Beneath this task are records; print exactly the stretch of them from the line with "Target: car side mirror" through the line with "Where can the tower", both ends included.

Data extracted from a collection
»»

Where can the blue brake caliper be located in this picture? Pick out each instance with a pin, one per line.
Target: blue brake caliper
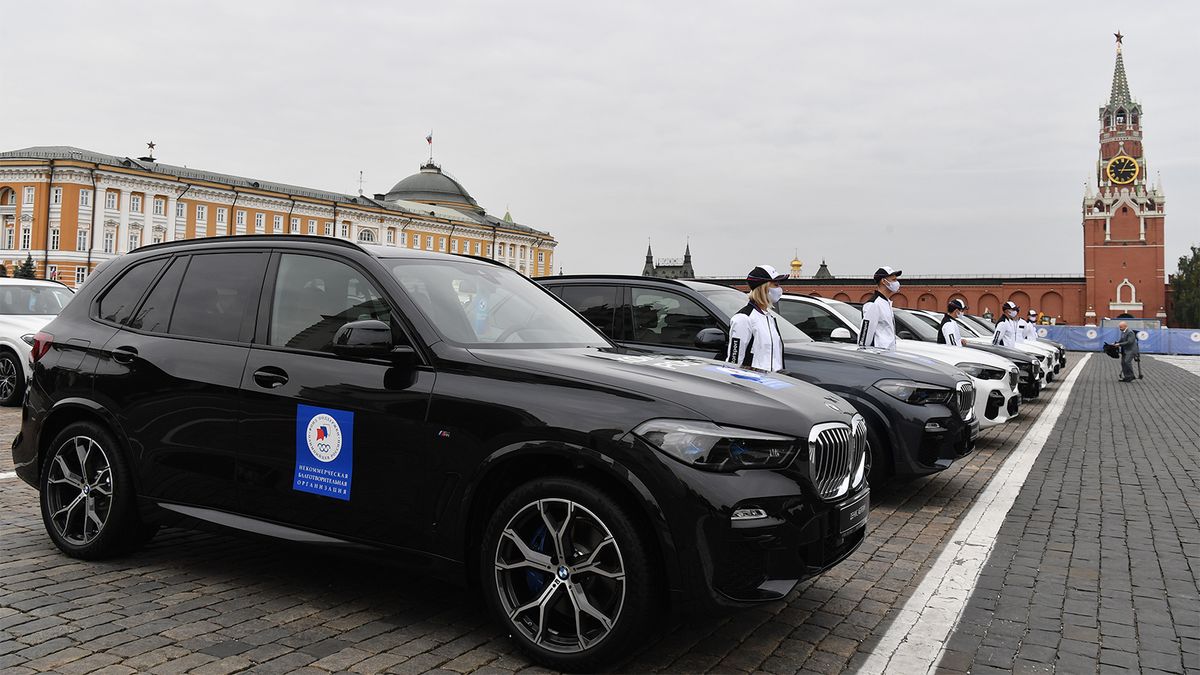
(534, 579)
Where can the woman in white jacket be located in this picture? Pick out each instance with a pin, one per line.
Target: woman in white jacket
(755, 341)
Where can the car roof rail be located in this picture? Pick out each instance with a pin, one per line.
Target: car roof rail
(616, 278)
(294, 238)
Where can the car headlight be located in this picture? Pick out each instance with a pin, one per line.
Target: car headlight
(981, 371)
(713, 447)
(916, 393)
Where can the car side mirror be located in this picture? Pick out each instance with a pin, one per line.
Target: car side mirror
(364, 339)
(709, 339)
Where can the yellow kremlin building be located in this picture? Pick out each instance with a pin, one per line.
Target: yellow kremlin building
(71, 209)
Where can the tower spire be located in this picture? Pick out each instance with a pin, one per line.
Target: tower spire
(1120, 84)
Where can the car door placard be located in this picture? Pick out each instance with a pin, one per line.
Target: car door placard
(324, 452)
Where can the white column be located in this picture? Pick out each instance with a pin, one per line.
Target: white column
(171, 216)
(123, 232)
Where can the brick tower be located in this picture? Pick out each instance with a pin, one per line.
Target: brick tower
(1123, 216)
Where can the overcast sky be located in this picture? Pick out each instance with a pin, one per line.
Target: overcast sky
(939, 137)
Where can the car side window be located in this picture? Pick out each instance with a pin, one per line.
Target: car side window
(315, 297)
(598, 304)
(217, 293)
(665, 317)
(119, 302)
(817, 322)
(154, 315)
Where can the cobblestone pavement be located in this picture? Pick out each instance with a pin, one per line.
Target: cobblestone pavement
(1097, 566)
(220, 603)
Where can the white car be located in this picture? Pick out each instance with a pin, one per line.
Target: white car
(995, 378)
(27, 305)
(1051, 357)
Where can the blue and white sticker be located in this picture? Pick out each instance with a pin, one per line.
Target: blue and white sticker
(751, 376)
(324, 452)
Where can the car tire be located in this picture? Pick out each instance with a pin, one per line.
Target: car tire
(562, 615)
(12, 380)
(89, 508)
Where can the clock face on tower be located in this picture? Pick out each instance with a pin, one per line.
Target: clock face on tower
(1122, 169)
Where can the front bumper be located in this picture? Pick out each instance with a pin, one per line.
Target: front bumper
(763, 560)
(724, 563)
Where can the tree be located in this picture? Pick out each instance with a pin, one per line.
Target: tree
(27, 269)
(1186, 291)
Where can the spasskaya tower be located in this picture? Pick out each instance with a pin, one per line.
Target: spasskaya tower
(1123, 257)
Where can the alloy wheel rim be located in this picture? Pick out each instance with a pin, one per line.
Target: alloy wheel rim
(79, 490)
(559, 575)
(7, 378)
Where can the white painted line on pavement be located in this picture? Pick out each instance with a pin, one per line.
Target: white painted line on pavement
(917, 638)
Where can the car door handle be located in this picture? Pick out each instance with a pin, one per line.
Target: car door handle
(125, 354)
(270, 377)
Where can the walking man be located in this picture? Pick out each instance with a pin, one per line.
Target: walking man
(879, 321)
(1129, 351)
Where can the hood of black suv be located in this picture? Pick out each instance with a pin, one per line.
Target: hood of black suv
(714, 390)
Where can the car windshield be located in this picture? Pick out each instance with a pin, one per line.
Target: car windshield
(478, 305)
(982, 322)
(46, 300)
(851, 312)
(924, 332)
(731, 302)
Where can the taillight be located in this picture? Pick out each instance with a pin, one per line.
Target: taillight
(41, 345)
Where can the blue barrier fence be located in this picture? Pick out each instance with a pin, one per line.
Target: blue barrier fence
(1153, 341)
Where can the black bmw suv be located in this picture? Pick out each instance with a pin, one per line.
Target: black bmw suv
(918, 412)
(442, 410)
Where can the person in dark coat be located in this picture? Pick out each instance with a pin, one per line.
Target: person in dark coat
(1129, 351)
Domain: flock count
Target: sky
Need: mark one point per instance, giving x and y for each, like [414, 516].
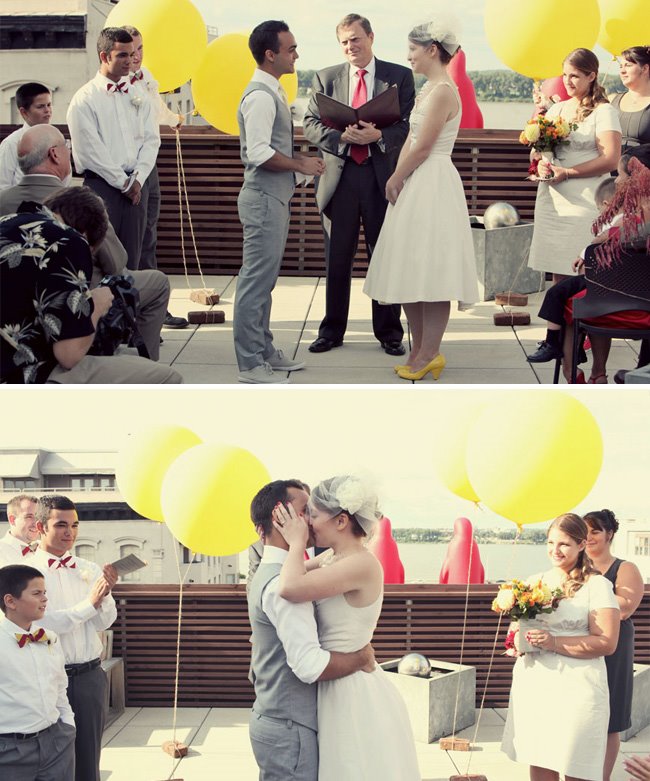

««

▶ [The completed task]:
Target: car side mirror
(364, 339)
(709, 339)
Where can the yellow kremlin building be located in this picture? Pick out each instance with a pin, one per line.
Target: yellow kremlin building
(71, 209)
Where can the tower spire be located in this picture? Pick out each instance with a pin, one per line.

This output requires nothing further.